## [DATASET CONTENT]
*** Block opens ***

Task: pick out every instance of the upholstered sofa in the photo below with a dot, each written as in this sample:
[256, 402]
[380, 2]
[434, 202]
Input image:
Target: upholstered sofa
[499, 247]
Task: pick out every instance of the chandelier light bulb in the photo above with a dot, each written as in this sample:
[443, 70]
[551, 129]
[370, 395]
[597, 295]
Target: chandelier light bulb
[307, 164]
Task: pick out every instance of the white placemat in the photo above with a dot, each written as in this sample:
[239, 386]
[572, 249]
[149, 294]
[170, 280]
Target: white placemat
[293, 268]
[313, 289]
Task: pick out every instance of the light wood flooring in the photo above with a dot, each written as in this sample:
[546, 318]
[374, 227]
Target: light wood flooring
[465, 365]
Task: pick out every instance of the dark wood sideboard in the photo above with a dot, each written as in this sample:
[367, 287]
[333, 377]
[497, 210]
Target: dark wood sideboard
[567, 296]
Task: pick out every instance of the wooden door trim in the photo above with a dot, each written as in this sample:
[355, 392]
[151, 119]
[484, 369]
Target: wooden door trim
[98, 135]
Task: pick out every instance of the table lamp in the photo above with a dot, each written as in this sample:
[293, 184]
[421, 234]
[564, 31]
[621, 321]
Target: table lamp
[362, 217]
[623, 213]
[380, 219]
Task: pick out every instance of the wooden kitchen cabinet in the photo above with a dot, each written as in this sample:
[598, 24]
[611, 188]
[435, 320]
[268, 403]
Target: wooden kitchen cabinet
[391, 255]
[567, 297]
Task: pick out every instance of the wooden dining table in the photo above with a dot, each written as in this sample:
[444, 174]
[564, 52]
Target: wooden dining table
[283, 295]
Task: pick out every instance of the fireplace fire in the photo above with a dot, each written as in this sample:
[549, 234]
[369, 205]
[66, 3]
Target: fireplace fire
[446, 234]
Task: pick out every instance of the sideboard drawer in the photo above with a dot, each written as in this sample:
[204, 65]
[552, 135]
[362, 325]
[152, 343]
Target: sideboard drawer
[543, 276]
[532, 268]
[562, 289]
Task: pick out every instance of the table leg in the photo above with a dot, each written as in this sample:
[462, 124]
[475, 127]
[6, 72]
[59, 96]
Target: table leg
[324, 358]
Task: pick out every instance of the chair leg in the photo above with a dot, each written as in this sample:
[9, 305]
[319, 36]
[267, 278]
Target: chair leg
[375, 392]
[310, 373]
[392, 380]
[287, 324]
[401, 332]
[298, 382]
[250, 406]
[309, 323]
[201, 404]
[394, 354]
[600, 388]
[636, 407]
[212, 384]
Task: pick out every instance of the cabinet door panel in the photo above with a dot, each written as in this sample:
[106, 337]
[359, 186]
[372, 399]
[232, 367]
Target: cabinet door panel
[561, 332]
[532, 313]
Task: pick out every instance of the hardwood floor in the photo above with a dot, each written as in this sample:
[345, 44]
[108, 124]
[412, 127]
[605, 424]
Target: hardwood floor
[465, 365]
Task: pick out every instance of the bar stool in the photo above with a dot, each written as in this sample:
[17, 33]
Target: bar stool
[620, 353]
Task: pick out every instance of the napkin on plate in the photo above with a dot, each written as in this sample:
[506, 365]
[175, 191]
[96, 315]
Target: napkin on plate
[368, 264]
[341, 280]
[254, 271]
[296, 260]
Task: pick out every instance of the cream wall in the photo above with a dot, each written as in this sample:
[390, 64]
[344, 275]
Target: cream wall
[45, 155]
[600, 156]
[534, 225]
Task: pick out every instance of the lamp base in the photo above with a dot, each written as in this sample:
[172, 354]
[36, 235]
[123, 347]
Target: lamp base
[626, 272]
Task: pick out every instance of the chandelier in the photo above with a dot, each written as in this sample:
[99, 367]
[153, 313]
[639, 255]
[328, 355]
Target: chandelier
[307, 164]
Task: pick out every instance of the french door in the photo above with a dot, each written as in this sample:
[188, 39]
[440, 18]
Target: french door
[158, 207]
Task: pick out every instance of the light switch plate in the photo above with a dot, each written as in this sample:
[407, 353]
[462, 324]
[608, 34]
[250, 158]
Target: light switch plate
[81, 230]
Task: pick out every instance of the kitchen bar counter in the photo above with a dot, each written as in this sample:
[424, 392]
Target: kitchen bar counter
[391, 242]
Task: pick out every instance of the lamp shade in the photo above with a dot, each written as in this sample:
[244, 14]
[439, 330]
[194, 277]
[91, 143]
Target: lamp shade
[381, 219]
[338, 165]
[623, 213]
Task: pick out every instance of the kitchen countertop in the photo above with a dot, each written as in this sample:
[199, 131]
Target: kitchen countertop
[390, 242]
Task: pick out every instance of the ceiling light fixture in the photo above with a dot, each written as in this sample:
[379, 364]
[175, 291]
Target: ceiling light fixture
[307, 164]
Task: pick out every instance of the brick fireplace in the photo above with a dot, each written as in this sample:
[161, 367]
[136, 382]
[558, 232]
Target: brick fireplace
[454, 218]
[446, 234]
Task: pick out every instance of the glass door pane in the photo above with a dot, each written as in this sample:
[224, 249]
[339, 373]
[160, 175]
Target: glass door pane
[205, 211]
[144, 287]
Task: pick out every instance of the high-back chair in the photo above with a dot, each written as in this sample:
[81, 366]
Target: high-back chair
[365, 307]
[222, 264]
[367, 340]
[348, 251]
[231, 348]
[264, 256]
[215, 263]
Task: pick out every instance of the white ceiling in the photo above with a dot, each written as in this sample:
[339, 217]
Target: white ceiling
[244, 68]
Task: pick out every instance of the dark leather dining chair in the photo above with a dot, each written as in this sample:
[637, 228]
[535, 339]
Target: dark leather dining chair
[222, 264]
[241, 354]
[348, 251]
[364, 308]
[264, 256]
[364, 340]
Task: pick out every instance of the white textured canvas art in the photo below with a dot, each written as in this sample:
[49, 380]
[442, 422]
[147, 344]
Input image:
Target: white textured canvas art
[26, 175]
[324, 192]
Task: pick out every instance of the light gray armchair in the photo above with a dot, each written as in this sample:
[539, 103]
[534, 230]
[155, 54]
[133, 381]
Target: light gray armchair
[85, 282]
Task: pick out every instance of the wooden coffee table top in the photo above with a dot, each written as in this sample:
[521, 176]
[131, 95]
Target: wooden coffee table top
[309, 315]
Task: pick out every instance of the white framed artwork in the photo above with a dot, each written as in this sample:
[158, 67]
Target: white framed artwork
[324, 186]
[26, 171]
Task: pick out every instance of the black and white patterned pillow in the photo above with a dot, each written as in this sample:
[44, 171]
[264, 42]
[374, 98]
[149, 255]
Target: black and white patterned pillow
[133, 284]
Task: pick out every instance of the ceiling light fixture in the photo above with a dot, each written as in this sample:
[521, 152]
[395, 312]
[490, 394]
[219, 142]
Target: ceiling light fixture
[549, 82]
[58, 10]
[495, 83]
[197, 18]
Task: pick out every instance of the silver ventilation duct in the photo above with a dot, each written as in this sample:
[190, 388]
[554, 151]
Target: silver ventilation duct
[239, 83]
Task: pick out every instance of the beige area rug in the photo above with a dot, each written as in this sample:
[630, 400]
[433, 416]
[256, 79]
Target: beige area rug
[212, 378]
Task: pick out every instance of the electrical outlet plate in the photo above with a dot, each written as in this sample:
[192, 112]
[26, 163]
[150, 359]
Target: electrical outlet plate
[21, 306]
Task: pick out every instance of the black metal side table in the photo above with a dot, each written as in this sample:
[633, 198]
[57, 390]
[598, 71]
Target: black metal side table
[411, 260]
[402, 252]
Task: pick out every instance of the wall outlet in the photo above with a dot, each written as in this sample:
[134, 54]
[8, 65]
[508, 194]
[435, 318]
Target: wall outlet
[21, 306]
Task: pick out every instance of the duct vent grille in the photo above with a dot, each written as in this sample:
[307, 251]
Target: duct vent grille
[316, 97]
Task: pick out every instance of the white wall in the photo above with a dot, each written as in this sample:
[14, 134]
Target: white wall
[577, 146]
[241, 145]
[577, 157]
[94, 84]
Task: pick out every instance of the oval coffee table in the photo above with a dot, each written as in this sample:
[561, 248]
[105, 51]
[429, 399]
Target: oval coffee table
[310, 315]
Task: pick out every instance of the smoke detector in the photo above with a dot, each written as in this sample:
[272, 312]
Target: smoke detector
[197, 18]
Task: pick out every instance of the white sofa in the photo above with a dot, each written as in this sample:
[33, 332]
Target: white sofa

*** Block closes ***

## [PROBLEM TO SOLVE]
Copy each line of the listing in which the word "below" can be found.

## [ANSWER SPACE]
Task: pick out every instance of the upholstered sofa in the photo below with a dot, each written as in this sample:
Task: pick out every instance of the white textured canvas art in the photo below with a dot, each written as in this sample:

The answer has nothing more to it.